- _CONSIGNE_
Dans l'extrait consacré à l'application Hazi, vers quel site le bouton « Postuler » redirige-t-il l'utilisateur ?
===== EXTRAIT SOURCE
A tout juste 23 et 24 ans, Saïda Boitcha et Moulaïli Saïdi ont lancé Hazi, une application mobile gratuite qui rassemble l’ensemble des offres d’emploi proposées à Mayotte. Alors qu’après ses études, Saïda galère à trouver un job à Mayotte, les deux amis se lancent – forts de leurs parcours académiques dans le domaine de l’informatique et du digital – dans le développement de cet outil destiné à aider les chercheurs d’emploi mahorais dans leurs démarches. Entretien.
Flash Infos : Comment fonctionne l’application ?
Moulaïli Saïdi : L’application marche un peu comme le site de Pôle Emploi. Toutes les offres apparaissent par défaut, et l’on peut les faire défiler en « scrollant ». Une barre de recherche permet de filtrer les offres par mots-clés : métier, localisation, etc. Nous avons fait le choix de simplifier au maximum l’interface. Un système de favoris permet à l’utilisateur de mettre de côté les offres jugées intéressantes. Lorsque l’on clique sur l’offre, les détails apparaissent, et on peut la repartager à un proche via n’importe quel réseau social. Le bouton « Postuler » nous redirige vers le site partenaire où se trouve l’offre. On peut également répondre à certaines offres directement sur Hazi, avec son nom, prénom et CV.
==========
===== MATÉRIAU
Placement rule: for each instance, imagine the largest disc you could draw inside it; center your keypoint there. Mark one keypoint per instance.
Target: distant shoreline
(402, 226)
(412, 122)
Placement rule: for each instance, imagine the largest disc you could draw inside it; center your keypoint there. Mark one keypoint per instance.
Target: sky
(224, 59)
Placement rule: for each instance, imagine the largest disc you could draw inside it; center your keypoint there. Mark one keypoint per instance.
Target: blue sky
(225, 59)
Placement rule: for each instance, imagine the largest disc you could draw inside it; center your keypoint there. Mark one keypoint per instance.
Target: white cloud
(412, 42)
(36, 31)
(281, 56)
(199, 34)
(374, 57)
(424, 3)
==========
- _RÉPONSE ATTENDUE_
Vers le site partenaire où se trouve l'offre.